OBJECTIVE → Please report each line in the listing below that contains the word "window", copying every such line in full.
********
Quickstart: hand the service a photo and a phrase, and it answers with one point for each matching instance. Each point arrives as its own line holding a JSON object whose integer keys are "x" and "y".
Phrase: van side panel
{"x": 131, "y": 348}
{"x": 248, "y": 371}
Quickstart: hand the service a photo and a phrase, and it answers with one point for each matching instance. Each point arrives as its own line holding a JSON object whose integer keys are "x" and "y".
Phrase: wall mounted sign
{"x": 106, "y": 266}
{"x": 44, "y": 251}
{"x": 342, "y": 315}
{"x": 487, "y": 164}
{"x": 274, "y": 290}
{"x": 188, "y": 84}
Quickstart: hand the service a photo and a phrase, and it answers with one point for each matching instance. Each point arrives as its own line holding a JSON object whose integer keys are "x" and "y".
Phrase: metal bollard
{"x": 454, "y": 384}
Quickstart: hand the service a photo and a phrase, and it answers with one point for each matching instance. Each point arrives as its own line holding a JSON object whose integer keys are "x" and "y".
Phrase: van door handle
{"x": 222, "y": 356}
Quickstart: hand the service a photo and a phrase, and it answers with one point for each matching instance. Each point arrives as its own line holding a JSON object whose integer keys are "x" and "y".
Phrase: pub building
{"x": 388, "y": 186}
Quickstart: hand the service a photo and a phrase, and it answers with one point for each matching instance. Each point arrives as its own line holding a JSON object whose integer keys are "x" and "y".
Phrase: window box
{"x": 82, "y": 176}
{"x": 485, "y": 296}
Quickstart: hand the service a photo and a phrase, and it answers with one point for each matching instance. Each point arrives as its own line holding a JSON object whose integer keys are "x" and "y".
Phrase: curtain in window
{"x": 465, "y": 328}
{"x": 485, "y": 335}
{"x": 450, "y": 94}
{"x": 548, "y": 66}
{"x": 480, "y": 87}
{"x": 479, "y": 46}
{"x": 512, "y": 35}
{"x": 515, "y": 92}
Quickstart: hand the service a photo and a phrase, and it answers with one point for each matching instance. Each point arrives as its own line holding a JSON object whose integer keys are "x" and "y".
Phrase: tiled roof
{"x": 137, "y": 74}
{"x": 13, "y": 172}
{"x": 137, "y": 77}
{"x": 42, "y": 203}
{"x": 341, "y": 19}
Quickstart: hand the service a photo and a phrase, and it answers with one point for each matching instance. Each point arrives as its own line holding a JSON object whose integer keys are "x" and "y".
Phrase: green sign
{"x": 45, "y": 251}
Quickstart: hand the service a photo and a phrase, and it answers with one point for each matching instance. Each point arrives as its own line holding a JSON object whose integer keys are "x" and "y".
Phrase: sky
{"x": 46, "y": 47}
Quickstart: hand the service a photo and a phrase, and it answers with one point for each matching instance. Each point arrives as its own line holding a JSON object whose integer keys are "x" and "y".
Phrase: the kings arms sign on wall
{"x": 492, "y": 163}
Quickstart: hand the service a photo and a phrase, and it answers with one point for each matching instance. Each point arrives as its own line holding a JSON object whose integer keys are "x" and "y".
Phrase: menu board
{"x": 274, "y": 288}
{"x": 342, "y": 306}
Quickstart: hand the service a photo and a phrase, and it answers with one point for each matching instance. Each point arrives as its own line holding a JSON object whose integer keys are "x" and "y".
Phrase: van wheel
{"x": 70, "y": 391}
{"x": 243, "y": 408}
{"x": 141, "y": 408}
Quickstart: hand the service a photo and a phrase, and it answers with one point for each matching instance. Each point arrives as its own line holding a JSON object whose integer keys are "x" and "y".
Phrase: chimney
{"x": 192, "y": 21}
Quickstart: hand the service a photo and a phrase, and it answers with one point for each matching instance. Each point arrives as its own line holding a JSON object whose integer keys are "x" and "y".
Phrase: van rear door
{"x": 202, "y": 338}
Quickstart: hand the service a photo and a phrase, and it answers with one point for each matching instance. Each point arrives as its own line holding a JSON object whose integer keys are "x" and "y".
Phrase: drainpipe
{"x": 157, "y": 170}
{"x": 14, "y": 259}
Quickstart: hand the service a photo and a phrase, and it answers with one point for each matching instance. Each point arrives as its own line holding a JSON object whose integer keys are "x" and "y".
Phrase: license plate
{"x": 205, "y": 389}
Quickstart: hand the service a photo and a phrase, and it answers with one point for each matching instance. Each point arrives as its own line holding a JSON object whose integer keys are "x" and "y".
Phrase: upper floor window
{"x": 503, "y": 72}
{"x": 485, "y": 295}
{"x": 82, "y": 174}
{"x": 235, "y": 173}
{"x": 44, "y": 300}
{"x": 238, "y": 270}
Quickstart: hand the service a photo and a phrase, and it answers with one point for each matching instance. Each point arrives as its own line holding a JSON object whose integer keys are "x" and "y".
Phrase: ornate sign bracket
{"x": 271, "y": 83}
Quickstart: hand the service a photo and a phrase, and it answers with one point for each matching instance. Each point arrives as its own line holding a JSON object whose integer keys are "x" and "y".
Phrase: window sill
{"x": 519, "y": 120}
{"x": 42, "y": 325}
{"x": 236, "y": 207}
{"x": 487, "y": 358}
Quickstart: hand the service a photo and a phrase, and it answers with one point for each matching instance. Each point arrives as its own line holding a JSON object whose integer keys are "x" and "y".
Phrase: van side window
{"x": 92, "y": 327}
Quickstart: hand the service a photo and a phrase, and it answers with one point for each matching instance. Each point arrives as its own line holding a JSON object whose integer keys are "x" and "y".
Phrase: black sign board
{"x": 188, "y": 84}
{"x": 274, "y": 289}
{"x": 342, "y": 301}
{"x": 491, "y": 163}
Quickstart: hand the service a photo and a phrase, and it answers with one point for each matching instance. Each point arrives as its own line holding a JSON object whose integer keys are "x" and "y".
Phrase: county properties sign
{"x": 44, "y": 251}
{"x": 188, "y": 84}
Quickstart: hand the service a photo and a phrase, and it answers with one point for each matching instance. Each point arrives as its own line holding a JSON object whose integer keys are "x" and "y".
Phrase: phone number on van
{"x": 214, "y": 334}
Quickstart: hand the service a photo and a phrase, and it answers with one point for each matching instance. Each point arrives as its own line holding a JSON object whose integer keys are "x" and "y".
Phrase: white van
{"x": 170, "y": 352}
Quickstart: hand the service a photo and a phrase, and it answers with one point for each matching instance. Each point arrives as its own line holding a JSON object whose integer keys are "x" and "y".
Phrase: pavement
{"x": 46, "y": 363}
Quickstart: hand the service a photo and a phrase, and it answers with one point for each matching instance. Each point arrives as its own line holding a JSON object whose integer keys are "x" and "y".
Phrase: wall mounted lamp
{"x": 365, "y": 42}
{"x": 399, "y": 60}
********
COMPLETED EXERCISE →
Phrase: window box
Phrase: curtain in window
Phrase: upper floor window
Phrase: window sill
Phrase: van side window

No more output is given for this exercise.